━━━━━ Extrait du texte ━━━━━

Par crainte du virus H5N1 de la grippe aviaire, les éleveurs gersois, comme Francis Villemur à Samatan, confinent leurs volailles. Une mesure sanitaire stricte qui bouleverse le quotidien des fermes Label rouge. Reportage.
Les frimas de l’hiver ne sont pas encore là, et pourtant, les élevages se replient déjà dans le Gers. Bottes aux pieds, Francis Villemur arpente les prés vides qui entourent l’immense bâtiment avicole qui abrite ses 4 400 poulets. “Je m’excuse, je ne peux pas vous faire entrer, nous avons des réglementations sanitaires à respecter”, lance-t-il timidement.

Ce n’est pas la peur du froid qui a poussé l’éleveur à claustrer ses volailles, mais bien la menace du variant H5N1 de la grippe aviaire qui plane sur le département gascon. Après avoir déjà laissé une plaie béante dans le Sud-Ouest il y a deux ans, l’influenza refait surface ailleurs en France. Plusieurs foyers ont été récemment détectés dans le nord du pays et dans le Lot-et-Garonne. Pour l’heure, aucun cas n’a été confirmé dans le Gers.

━━━━━ Entrées fournies ━━━━━

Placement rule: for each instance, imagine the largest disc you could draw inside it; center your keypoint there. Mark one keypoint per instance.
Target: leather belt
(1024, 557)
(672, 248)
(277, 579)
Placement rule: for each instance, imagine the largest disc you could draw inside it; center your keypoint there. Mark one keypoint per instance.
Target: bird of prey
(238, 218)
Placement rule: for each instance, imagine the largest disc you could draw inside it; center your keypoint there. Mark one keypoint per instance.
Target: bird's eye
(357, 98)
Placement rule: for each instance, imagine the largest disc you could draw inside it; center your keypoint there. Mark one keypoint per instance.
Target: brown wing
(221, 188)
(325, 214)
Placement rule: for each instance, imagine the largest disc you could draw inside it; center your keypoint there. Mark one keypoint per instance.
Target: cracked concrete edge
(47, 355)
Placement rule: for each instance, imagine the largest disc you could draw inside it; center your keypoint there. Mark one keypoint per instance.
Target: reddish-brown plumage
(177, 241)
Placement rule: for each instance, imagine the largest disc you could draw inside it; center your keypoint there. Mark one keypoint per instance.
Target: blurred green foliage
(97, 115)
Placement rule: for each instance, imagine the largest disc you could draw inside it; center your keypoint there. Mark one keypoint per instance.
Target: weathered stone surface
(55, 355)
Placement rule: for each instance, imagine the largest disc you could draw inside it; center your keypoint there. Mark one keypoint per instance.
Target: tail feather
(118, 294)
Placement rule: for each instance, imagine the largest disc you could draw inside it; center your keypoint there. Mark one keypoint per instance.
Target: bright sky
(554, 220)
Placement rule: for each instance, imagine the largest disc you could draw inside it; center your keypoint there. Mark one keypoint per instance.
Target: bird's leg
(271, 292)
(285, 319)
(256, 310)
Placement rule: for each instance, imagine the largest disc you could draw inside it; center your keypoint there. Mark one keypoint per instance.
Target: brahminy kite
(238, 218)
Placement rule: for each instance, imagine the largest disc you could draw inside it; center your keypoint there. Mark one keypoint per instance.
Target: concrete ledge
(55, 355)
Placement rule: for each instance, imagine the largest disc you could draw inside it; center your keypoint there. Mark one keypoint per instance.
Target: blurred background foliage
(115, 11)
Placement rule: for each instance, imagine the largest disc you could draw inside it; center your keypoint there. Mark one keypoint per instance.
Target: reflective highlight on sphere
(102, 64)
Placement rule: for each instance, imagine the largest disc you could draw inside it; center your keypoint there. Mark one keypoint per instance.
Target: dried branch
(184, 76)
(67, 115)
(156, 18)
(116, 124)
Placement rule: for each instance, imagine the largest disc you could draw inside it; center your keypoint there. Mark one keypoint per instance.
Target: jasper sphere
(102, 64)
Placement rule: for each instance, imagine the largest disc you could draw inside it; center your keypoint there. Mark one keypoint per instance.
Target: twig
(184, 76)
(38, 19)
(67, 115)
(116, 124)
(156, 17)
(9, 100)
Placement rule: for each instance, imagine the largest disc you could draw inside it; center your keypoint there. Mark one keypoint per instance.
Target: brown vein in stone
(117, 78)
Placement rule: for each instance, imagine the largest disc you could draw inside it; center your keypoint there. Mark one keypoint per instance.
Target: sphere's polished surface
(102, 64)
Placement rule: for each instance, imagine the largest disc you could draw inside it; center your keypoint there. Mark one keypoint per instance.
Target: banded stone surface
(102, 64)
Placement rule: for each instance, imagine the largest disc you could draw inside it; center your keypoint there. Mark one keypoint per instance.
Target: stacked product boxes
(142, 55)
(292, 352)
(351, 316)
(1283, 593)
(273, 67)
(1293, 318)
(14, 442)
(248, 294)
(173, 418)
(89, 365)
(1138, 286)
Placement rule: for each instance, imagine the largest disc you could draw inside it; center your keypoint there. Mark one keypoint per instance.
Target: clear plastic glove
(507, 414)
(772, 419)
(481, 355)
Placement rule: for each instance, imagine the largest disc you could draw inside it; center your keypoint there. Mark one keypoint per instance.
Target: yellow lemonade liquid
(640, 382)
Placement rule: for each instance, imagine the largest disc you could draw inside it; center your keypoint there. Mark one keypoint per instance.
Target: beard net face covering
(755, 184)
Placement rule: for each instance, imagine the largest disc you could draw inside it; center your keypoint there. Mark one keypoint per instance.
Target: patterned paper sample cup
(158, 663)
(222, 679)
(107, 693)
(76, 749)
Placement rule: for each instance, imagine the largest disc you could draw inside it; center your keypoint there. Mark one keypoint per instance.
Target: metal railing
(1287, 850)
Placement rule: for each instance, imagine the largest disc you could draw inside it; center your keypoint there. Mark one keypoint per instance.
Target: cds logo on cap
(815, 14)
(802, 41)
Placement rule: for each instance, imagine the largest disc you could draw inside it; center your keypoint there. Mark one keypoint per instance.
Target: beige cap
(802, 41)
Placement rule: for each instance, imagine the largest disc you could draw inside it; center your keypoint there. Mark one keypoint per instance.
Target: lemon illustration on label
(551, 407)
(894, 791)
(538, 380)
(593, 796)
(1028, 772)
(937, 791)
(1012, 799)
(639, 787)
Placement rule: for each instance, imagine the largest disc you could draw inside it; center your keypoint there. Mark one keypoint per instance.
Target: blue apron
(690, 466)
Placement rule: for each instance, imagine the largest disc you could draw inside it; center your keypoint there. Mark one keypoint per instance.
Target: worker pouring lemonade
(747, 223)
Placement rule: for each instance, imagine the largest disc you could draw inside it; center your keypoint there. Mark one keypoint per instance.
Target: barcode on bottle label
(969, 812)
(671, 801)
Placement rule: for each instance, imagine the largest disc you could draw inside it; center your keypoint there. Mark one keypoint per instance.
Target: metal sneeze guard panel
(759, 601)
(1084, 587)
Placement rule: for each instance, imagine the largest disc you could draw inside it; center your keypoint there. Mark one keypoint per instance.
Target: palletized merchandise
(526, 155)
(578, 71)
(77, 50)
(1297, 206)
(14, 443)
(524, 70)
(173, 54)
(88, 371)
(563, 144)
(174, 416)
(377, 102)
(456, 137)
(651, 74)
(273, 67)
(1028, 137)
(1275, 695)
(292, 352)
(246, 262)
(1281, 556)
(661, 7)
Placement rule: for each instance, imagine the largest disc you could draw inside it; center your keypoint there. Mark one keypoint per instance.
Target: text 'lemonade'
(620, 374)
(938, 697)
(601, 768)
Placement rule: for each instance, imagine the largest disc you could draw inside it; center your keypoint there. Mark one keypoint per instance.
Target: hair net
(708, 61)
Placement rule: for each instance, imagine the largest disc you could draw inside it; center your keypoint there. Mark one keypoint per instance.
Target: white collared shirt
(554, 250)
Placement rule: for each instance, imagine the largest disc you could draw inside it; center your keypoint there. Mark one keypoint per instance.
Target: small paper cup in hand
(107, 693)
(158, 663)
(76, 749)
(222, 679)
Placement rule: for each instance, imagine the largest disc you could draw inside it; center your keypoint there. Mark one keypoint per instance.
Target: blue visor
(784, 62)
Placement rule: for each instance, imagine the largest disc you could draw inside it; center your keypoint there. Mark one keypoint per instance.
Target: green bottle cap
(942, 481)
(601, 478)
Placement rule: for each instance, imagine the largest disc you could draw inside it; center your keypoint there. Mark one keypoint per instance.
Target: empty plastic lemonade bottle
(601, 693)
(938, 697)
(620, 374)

━━━━━

Remplacez « poulets » par « canards » dans l'extrait sur la grippe aviaire dans le Gers, puis recopiez le passage qui commence aux mots « Les frimas de » et s'arrête après « confirmé dans le Gers. ». Ces entrées proviennent d'une autre source que l'extrait.

- **Votre réponse**
Les frimas de l’hiver ne sont pas encore là, et pourtant, les élevages se replient déjà dans le Gers. Bottes aux pieds, Francis Villemur arpente les prés vides qui entourent l’immense bâtiment avicole qui abrite ses 4 400 canards. “Je m’excuse, je ne peux pas vous faire entrer, nous avons des réglementations sanitaires à respecter”, lance-t-il timidement.

Ce n’est pas la peur du froid qui a poussé l’éleveur à claustrer ses volailles, mais bien la menace du variant H5N1 de la grippe aviaire qui plane sur le département gascon. Après avoir déjà laissé une plaie béante dans le Sud-Ouest il y a deux ans, l’influenza refait surface ailleurs en France. Plusieurs foyers ont été récemment détectés dans le nord du pays et dans le Lot-et-Garonne. Pour l’heure, aucun cas n’a été confirmé dans le Gers.